** To do **
Print the line that contains "Can you see the sofa armrest" and every line that follows it in the data below, ending with the final line; include nothing else.

** Excerpted data **
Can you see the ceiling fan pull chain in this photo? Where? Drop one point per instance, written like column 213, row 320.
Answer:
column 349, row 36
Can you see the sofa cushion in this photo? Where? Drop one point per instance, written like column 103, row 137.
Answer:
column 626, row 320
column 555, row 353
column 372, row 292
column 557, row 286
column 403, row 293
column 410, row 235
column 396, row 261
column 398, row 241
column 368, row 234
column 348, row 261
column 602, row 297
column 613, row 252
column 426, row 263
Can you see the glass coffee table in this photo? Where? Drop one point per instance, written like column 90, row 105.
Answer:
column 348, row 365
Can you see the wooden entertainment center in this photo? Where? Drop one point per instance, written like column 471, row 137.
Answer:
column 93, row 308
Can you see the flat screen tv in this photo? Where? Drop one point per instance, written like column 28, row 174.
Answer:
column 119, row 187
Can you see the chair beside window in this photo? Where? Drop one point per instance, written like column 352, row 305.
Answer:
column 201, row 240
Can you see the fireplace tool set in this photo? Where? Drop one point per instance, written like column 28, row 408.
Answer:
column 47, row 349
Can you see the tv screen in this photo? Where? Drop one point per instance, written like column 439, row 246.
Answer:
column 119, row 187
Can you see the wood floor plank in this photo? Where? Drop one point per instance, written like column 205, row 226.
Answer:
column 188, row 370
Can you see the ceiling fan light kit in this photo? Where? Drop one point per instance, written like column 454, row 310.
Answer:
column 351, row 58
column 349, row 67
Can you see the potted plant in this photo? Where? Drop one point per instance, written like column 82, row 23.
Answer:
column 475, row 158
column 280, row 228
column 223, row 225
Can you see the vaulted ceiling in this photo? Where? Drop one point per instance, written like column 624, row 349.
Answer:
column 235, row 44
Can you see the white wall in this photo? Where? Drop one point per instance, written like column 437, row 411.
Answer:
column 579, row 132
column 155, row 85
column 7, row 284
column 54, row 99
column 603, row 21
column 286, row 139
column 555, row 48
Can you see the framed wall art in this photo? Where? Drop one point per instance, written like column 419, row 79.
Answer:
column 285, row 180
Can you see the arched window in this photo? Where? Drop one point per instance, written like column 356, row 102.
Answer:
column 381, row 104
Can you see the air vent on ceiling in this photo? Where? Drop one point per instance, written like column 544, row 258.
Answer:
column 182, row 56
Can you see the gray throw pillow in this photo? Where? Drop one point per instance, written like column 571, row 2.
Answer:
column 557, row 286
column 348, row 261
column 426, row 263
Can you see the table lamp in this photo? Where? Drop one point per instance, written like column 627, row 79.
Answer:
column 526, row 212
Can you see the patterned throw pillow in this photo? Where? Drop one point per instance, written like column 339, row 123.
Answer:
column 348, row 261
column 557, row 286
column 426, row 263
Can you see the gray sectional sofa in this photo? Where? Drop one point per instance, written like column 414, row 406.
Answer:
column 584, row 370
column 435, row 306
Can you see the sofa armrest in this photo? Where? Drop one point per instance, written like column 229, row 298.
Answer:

** Solution below **
Can you see the sofa armrest in this photo? Where? Drop one point per instance, written like column 229, row 298.
Answer:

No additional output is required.